** Selected passage follows **

My wife and I have always loved Benjamin French Bakery (https://www.benjaminfrenchbakery.com/), the cute bakery-cafe in Thornton Park, a picturesque neighborhood near downtown Orlando. We don’t go as often as we would like, because it is extremely difficult to park around there. I figure the local hipsters can easily walk to the restaurants and bars in their neighborhood, but they ought to rename the place “Thornton No-Park” for everyone else.
Well, after a recent morning doctor’s appointment, we found ourselves in the area in the morning on a weekday, so we figured we had a chance to park nearby and enjoy a relaxing brunch at Benjamin. Luckily, my plan worked. It had been so long since our last visit, we ran slightly amok, but we are a fun couple who knows how to party, so we ordered food with reckless abandon.
While we sat at an indoor table and waited for our meals, we couldn’t resist tearing into some of our bounty of baked goods. The plain croissants from Benjamin French Bakery ($2.89 each) are the finest I’ve ever had. So rich and buttery, so flaky and crispy, so many soft inner layers. Granted, I’ve never been to France, or even the France part of Epcot, but these are pretty mind-blowing. To quote Run the Jewels, “Ooh, la la, ah, oui oui!”
In addition to the two plain croissants, my wife picked an almond croissant ($3.99; the triangle in the bottom left), I got a blueberry pastry ($3.99; center), and we split the gorgeous apple turnover ($3.69; cut in half in the bottom right). The turnover was magnificent, but I still give the plain croissants the nod for being the best in this box. The other two pastries were fine, but they look like they’ve been partying in Miami, don’t they?

** End of Selected passage **
** Entries provided follows **

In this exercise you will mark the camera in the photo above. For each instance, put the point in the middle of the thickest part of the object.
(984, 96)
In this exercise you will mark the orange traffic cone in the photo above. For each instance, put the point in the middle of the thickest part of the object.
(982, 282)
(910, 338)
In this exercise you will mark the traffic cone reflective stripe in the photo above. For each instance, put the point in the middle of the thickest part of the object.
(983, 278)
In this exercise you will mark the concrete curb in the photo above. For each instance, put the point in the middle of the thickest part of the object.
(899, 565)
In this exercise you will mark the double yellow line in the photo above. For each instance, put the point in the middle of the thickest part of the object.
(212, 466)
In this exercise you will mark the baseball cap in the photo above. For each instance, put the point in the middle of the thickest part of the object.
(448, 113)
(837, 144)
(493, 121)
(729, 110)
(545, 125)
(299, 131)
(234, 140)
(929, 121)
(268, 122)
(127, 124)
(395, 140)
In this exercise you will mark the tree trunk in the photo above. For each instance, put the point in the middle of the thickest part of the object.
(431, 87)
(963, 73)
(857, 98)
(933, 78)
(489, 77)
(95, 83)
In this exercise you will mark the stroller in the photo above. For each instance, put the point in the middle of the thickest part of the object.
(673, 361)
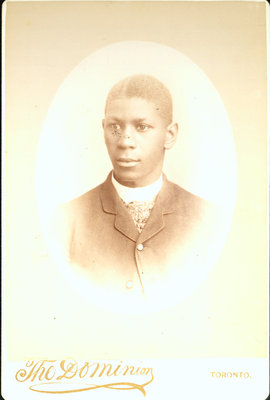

** End of Entries provided **

_Requirement 1_. For each statement about the Benjamin French Bakery review, answer yes or no and quote the words from the review that decide it: (a) the plain croissants cost $2.89 each; (b) the writer has visited the France part of Epcot; (c) the couple ate at an outdoor table.
_Requirement 2_. Reproduce the part of the Benjamin French Bakery review between "While we sat" and "Miami, don’t they?", inclusive.

_Your response 1_.
(a) Yes: "The plain croissants from Benjamin French Bakery ($2.89 each)"
(b) No: "I’ve never been to France, or even the France part of Epcot"
(c) No: "we sat at an indoor table"

_Your response 2_.
While we sat at an indoor table and waited for our meals, we couldn’t resist tearing into some of our bounty of baked goods. The plain croissants from Benjamin French Bakery ($2.89 each) are the finest I’ve ever had. So rich and buttery, so flaky and crispy, so many soft inner layers. Granted, I’ve never been to France, or even the France part of Epcot, but these are pretty mind-blowing. To quote Run the Jewels, “Ooh, la la, ah, oui oui!”
In addition to the two plain croissants, my wife picked an almond croissant ($3.99; the triangle in the bottom left), I got a blueberry pastry ($3.99; center), and we split the gorgeous apple turnover ($3.69; cut in half in the bottom right). The turnover was magnificent, but I still give the plain croissants the nod for being the best in this box. The other two pastries were fine, but they look like they’ve been partying in Miami, don’t they?